• [DATA PROVIDED]:
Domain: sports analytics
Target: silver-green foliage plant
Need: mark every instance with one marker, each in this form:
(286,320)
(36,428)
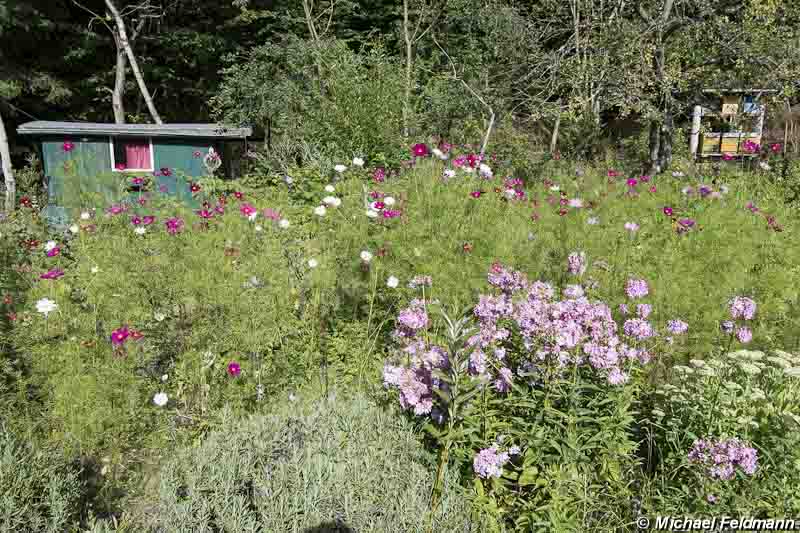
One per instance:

• [INSTRUCTIONS TO FOLLOW]: Find and copy each line above holding "instance".

• [THE ANSWER]:
Need: mark every instance with one marker, each in this form:
One per instance:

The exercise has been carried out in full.